> **Exercise**
Answer these questions using the article on sleep apnea and Alzheimer's disease:
1. Which university led the study?
2. What was linked with a corresponding build-up of amyloid plaques?
3. What difference did CPAP treatment make to the amount of plaques found in the brain?

Research confirms link between sleep apnea and Alzheimer’s disease
New research has confirmed long-suspected links between sleep apnea and Alzheimer’s disease, finding identical signs of brain damage in both conditions. While the cause of Alzheimer’s disease remains a mystery, amyloid plaques that are toxic to brain cells are known indicators of the disease.
The new research showed these plaques start in the same place and spread in the same way in the brains of people with obstructive sleep apnea, as in those with Alzheimer’s. The clinical study by Australian and Icelandic researchers, led by RMIT University, is published in the journal Sleep.
Lead investigator Professor Stephen Robinson said scientists have known the two diseases are related, but what drives the connection is still unclear. “We know that if you have sleep apnea in mid-life, you’re more likely to develop Alzheimer’s when you’re older, and if you have Alzheimer’s you are more likely to have sleep apnea than other people your age,” he said. “The connection is there but untangling the causes and biological mechanisms remains a huge challenge.
“Our study is the first to find Alzheimer’s-like amyloid plaques in the brains of people with clinically-verified obstructive sleep apnea.
“It’s an important advance in our understanding of the links between these conditions and opens up new directions for researchers striving to develop therapies for treating, and hopefully preventing, Alzheimer’s disease.” Significantly, the severity of sleep apnea was linked with a corresponding build-up of amyloid plaques.
The study found that treatment with continuous positive airway pressure (CPAP) – the standard approach for moderate to severe sleep apnea – made no difference to the amount of plaques found in the brain.

> **Dataset content**
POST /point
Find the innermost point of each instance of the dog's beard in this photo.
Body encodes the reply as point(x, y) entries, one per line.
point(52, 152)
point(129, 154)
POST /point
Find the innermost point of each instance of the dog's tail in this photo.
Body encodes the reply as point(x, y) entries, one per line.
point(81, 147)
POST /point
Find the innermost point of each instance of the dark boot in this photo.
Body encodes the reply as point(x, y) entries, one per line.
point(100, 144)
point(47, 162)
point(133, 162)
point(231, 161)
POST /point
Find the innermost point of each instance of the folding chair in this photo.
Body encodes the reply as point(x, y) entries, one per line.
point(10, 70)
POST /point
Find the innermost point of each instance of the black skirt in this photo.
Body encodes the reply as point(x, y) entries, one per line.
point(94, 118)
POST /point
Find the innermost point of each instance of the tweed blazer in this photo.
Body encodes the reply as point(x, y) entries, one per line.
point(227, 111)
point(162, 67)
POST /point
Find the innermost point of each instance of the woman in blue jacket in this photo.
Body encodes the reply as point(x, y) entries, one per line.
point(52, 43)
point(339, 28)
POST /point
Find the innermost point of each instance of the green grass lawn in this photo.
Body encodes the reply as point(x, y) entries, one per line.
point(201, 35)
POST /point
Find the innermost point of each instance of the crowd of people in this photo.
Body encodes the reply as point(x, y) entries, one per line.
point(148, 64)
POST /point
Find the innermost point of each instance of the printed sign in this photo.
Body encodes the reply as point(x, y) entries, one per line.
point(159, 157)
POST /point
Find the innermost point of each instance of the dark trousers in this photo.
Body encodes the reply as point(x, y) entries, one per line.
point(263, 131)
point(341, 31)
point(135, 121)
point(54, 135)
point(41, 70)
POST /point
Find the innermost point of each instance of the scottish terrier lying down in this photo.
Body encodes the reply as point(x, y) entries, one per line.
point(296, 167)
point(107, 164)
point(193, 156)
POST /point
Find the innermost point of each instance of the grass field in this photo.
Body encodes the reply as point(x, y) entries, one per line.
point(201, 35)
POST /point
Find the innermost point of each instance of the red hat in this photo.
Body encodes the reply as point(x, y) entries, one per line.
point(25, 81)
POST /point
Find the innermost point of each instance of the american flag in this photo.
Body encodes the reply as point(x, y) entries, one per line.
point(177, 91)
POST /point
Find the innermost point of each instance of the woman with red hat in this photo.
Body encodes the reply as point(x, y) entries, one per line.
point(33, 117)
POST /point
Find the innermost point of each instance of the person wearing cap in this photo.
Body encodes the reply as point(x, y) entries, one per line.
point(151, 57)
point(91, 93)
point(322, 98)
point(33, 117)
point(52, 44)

> **Your response**
1. RMIT University
2. The severity of sleep apnea
3. No difference